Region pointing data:
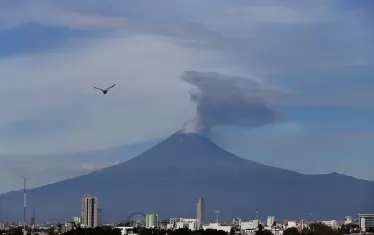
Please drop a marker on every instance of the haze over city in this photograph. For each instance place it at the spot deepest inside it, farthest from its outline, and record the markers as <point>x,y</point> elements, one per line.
<point>303,70</point>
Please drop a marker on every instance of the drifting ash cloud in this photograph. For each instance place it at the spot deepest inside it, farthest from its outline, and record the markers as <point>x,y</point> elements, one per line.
<point>224,100</point>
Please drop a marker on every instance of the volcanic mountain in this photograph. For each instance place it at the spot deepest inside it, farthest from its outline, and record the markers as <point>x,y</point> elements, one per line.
<point>170,177</point>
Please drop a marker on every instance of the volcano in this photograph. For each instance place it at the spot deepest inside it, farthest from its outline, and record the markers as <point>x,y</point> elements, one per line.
<point>170,177</point>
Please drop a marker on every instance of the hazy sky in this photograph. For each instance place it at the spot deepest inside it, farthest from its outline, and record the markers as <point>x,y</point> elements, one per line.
<point>52,52</point>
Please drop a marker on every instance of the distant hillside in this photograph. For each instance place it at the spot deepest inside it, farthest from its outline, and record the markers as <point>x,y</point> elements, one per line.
<point>169,177</point>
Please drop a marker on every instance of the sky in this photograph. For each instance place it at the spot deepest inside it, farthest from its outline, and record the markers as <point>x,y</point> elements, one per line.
<point>52,52</point>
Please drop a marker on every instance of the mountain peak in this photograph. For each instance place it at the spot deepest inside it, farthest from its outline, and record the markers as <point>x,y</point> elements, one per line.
<point>186,150</point>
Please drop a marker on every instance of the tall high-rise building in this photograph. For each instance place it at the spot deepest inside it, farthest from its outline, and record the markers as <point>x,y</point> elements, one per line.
<point>151,220</point>
<point>200,213</point>
<point>89,212</point>
<point>270,221</point>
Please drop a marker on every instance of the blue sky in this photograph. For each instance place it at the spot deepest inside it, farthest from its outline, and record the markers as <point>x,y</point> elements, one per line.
<point>51,52</point>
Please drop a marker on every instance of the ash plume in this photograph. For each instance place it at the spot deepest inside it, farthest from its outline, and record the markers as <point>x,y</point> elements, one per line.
<point>224,100</point>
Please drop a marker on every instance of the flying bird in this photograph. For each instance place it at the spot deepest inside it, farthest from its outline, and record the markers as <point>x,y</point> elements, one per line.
<point>104,90</point>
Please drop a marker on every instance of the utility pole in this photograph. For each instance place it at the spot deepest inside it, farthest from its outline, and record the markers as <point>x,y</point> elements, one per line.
<point>24,205</point>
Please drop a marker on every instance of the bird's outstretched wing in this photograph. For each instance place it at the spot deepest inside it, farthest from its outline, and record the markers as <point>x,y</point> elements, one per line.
<point>98,88</point>
<point>111,86</point>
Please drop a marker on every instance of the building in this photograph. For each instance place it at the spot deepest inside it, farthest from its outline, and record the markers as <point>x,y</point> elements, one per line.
<point>218,227</point>
<point>151,220</point>
<point>200,213</point>
<point>270,221</point>
<point>179,223</point>
<point>330,223</point>
<point>348,220</point>
<point>249,226</point>
<point>89,212</point>
<point>366,222</point>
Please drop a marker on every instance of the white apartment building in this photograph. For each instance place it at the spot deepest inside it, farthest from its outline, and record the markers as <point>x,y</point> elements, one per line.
<point>177,223</point>
<point>218,227</point>
<point>366,221</point>
<point>331,223</point>
<point>89,212</point>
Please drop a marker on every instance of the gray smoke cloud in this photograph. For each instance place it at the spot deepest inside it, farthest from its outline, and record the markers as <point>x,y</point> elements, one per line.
<point>224,100</point>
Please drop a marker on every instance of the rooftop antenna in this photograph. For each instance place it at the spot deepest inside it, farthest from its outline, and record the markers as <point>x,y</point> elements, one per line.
<point>217,216</point>
<point>24,205</point>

● WORK TO COMPLETE
Leave out the pictures and retype the rest of the entries exactly.

● RESULT FOR THIS EXERCISE
Please drop a marker on every instance of the haze over city in this photograph. For each instance place it at the spot deepest inside it, farthest from its outline, and record the markers as <point>x,y</point> elements, one per line.
<point>303,70</point>
Please drop a marker on every instance of the drifting ash cloud in this photograph. For each instance place it at the spot deepest inside it, farthest from its outline, and record the markers as <point>x,y</point> elements, one per line.
<point>224,100</point>
Please drop a marker on every instance of the volcanic mountain in this photograph. For each instance place it at the spot deepest inside it, farthest from its outline, and record the markers as <point>x,y</point> elements, one per line.
<point>170,177</point>
Please drop a marker on every instance of the volcano in this photograph. For each instance place it at the spot deepest inside it, farthest from its outline, and record the markers as <point>x,y</point> elements, one per line.
<point>170,177</point>
Please drop a marker on every instance of the hazy sky in this photograph. For each instance place it at the spot deepest inside it, farthest from its outline, and record the markers as <point>x,y</point> elements, one per line.
<point>52,52</point>
Please drop a marker on every instance of the distant hillside in this photograph. For each instance place it at the spot deepest inside it, farthest from its outline, and record the markers as <point>x,y</point> elements, one per line.
<point>169,177</point>
Please drop a marker on every instance of the sky in this photograph. For each instance place it at the spot deepest inside it, farthest from its outline, and record the markers as <point>x,y</point> elements, one per line.
<point>52,52</point>
Please drop a marker on every instance of the mountain peak in this photograph. For each instance place it at the spot deepest inside it, farthest from its outline, and record the markers as <point>x,y</point> elements, one per line.
<point>186,150</point>
Please drop a marker on every instance of the tall high-rise building in this photograph. For each instance place it at the spot deepest inside it, farthest from its outline, and record the markers as <point>x,y</point> elements, one per line.
<point>151,220</point>
<point>200,213</point>
<point>89,212</point>
<point>270,221</point>
Please drop a marker on every instance of the blue sky in this photograph. For each instance place it at the spot deepest inside it, farthest from its outline, and record the markers as <point>x,y</point> elements, one per line.
<point>51,52</point>
Please drop a marker on every instance of the ash plume in this photograph. For each instance place it at the spot deepest inside it, farthest from its outline, and record the markers as <point>x,y</point> elements, one per line.
<point>224,100</point>
Please drop a marker on every instance of the flying bird in this photograph. For each instance place it at the spot deepest inside it, farthest from its outline, and record the markers as <point>x,y</point> elements, one per line.
<point>104,90</point>
Please drop a marker on every instance of the utility pole in this photograph. For each instance place it at the spot deepest inside it, farthest from its outline, and record the markers as <point>x,y</point> elements, one per line.
<point>24,205</point>
Please drop a marker on every instance of the bird's outstretched wing in this photograph. For each instance place it at the spot deepest inside it, farthest from its outline, and record the markers as <point>x,y</point> elements, one per line.
<point>98,88</point>
<point>111,86</point>
Please drop a marker on every instance of the building in this photograph. For each instance place it at the spot deepest inside it, farthest from its outline, and record the markers as <point>x,y</point> elements, one per line.
<point>218,227</point>
<point>151,220</point>
<point>200,213</point>
<point>270,221</point>
<point>179,223</point>
<point>330,223</point>
<point>348,220</point>
<point>249,226</point>
<point>89,212</point>
<point>366,222</point>
Please drop a marker on every instance of the white apartment building in this photograph. For each instance place it at the spot deepest inside it, farthest from its outline, and record the markers as <point>x,y</point> elements, one per line.
<point>177,223</point>
<point>218,227</point>
<point>366,221</point>
<point>331,223</point>
<point>89,212</point>
Please drop a marker on every instance of the gray smoke cloud in this photograph. For each instance place it at the spot deepest inside it, farthest from its outline, and record the markers as <point>x,y</point> elements, one per line.
<point>224,100</point>
Please drop a marker on every instance of the rooftop antenna in this photograph. For each instance place it at the spot deepest inside it, farthest from its outline, and record the markers as <point>x,y</point> elements, one per line.
<point>217,216</point>
<point>24,205</point>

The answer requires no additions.